*WHAT IS EXPECTED*: Copy out, in full, every line of the entries below that contains the string "water".

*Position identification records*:
*****
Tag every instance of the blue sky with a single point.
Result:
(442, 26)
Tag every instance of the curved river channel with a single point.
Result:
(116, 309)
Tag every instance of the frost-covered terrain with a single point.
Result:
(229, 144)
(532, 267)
*****
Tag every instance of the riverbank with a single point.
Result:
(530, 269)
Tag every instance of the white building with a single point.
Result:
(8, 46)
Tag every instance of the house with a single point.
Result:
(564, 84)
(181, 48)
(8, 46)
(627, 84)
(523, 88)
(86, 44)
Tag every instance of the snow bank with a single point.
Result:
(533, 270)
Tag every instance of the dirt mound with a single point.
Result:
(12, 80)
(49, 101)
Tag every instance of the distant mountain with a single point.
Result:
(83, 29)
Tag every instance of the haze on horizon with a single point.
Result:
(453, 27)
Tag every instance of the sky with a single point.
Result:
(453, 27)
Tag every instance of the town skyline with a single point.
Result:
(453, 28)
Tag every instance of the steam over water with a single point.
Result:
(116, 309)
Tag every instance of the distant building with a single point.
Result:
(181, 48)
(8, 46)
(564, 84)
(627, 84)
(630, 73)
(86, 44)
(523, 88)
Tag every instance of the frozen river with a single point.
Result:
*****
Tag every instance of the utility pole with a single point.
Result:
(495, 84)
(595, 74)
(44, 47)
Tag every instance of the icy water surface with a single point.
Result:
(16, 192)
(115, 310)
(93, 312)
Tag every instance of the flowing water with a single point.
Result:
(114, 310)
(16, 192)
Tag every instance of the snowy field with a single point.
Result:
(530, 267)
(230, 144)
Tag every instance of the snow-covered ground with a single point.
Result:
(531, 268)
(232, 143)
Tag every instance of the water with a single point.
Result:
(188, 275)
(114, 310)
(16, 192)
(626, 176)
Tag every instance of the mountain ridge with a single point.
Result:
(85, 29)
*****
*THE OUTPUT*:
Tag every instance of the steam over water with a single point.
Tag every instance of the icy water surface with a single point.
Tag every instance of the flowing water with a single point.
Tag every instance of the water with a single point.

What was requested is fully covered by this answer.